[[ DATA FOR THE TASK, beginning ]]

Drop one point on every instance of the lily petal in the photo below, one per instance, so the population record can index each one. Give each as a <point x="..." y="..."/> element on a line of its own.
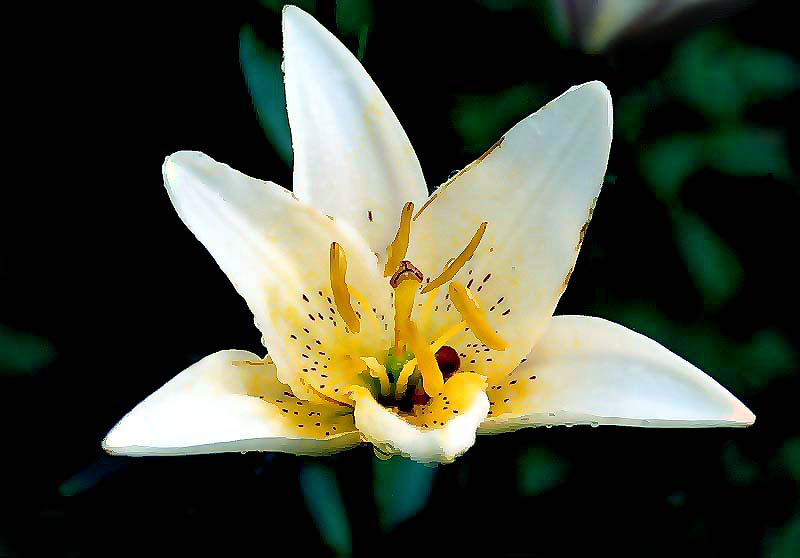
<point x="229" y="401"/>
<point x="536" y="188"/>
<point x="434" y="435"/>
<point x="276" y="252"/>
<point x="352" y="159"/>
<point x="588" y="370"/>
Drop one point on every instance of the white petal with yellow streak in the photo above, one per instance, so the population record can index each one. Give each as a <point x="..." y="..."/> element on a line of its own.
<point x="352" y="158"/>
<point x="536" y="188"/>
<point x="588" y="370"/>
<point x="434" y="435"/>
<point x="230" y="401"/>
<point x="276" y="252"/>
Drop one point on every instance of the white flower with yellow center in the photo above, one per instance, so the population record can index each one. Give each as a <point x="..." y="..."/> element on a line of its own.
<point x="409" y="321"/>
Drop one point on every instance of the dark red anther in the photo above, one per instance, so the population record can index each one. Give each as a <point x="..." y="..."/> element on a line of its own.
<point x="419" y="397"/>
<point x="448" y="361"/>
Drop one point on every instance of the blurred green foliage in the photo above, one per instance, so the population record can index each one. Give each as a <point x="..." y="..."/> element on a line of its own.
<point x="23" y="353"/>
<point x="324" y="502"/>
<point x="540" y="470"/>
<point x="261" y="67"/>
<point x="401" y="488"/>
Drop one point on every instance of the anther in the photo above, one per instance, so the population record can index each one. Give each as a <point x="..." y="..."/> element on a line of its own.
<point x="432" y="380"/>
<point x="448" y="360"/>
<point x="399" y="246"/>
<point x="405" y="282"/>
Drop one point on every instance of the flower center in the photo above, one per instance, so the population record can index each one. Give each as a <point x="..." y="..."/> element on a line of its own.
<point x="413" y="360"/>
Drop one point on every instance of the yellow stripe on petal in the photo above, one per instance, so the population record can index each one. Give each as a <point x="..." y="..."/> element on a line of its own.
<point x="451" y="270"/>
<point x="341" y="295"/>
<point x="470" y="310"/>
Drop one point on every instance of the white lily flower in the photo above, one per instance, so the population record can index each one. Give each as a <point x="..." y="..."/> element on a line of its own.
<point x="416" y="337"/>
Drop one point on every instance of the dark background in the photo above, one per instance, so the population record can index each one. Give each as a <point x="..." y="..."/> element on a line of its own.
<point x="106" y="295"/>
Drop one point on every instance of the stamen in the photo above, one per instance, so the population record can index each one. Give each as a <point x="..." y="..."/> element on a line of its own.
<point x="448" y="334"/>
<point x="402" y="380"/>
<point x="399" y="246"/>
<point x="378" y="371"/>
<point x="470" y="310"/>
<point x="451" y="270"/>
<point x="426" y="309"/>
<point x="408" y="368"/>
<point x="405" y="282"/>
<point x="432" y="380"/>
<point x="341" y="296"/>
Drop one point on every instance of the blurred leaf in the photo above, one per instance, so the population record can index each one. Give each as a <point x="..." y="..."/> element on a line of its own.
<point x="277" y="5"/>
<point x="481" y="120"/>
<point x="402" y="488"/>
<point x="540" y="470"/>
<point x="720" y="76"/>
<point x="669" y="162"/>
<point x="785" y="542"/>
<point x="740" y="470"/>
<point x="353" y="16"/>
<point x="790" y="455"/>
<point x="91" y="475"/>
<point x="261" y="67"/>
<point x="23" y="353"/>
<point x="631" y="109"/>
<point x="747" y="151"/>
<point x="712" y="264"/>
<point x="324" y="502"/>
<point x="769" y="355"/>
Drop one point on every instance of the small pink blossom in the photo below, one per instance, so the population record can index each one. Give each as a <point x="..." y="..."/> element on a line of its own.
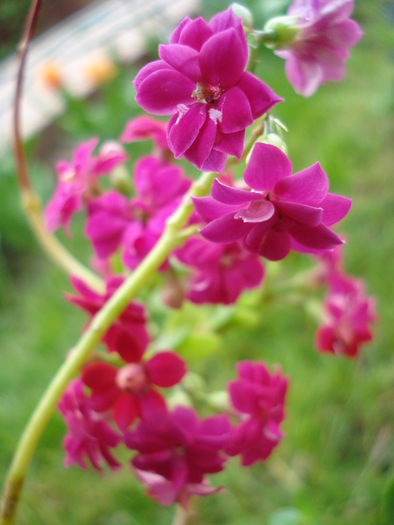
<point x="89" y="435"/>
<point x="129" y="391"/>
<point x="128" y="333"/>
<point x="281" y="212"/>
<point x="318" y="52"/>
<point x="219" y="272"/>
<point x="201" y="81"/>
<point x="259" y="399"/>
<point x="173" y="459"/>
<point x="77" y="181"/>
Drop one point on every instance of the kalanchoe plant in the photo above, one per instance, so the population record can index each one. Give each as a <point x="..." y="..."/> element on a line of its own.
<point x="126" y="395"/>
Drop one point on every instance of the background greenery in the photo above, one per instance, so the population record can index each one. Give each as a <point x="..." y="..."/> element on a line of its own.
<point x="335" y="462"/>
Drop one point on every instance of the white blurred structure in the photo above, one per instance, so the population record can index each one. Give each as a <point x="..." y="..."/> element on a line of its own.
<point x="80" y="49"/>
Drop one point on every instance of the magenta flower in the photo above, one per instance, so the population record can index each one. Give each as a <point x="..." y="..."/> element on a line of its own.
<point x="259" y="398"/>
<point x="77" y="181"/>
<point x="349" y="313"/>
<point x="282" y="211"/>
<point x="129" y="391"/>
<point x="89" y="436"/>
<point x="219" y="272"/>
<point x="201" y="81"/>
<point x="174" y="458"/>
<point x="319" y="50"/>
<point x="128" y="333"/>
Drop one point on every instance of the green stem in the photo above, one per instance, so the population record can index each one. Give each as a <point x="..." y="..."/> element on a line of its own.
<point x="81" y="352"/>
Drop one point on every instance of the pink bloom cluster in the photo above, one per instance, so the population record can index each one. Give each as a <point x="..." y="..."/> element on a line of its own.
<point x="201" y="81"/>
<point x="318" y="52"/>
<point x="77" y="180"/>
<point x="280" y="212"/>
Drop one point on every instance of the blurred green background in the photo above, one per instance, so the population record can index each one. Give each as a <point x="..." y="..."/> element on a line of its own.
<point x="336" y="460"/>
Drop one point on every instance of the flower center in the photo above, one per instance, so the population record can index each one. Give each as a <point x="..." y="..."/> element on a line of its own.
<point x="206" y="93"/>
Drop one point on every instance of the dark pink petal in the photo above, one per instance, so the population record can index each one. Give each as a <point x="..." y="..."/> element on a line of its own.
<point x="230" y="143"/>
<point x="267" y="165"/>
<point x="208" y="209"/>
<point x="153" y="408"/>
<point x="199" y="151"/>
<point x="258" y="211"/>
<point x="225" y="229"/>
<point x="165" y="369"/>
<point x="222" y="59"/>
<point x="319" y="238"/>
<point x="261" y="98"/>
<point x="309" y="186"/>
<point x="182" y="58"/>
<point x="215" y="162"/>
<point x="195" y="34"/>
<point x="335" y="208"/>
<point x="236" y="112"/>
<point x="184" y="128"/>
<point x="233" y="196"/>
<point x="126" y="409"/>
<point x="301" y="213"/>
<point x="99" y="376"/>
<point x="161" y="92"/>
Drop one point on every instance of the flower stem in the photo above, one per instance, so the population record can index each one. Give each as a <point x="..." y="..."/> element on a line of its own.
<point x="81" y="352"/>
<point x="30" y="202"/>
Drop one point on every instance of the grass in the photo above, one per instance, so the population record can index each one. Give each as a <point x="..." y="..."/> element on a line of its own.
<point x="337" y="457"/>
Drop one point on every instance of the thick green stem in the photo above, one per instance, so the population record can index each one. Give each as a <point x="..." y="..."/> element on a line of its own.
<point x="81" y="352"/>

[[ DATA FOR THE TASK, end ]]

> **TASK TO COMPLETE**
Print each line, starting with the one that contains "Drop one point on every instance of the grass" and ending with the last line of the data, exactly as it stands and with no other lines.

> **ANSWER SPACE**
Drop one point on every instance of the grass in the photo above, one per instance, so the population record can index each one. Give each as a <point x="..." y="..."/> element on a line of its own.
<point x="337" y="457"/>
Drop one point on every instance of the thick green stem in the photo above, one per instance, so the population record can index each one. Give each as a <point x="..." y="..."/> element on a line of its own.
<point x="81" y="352"/>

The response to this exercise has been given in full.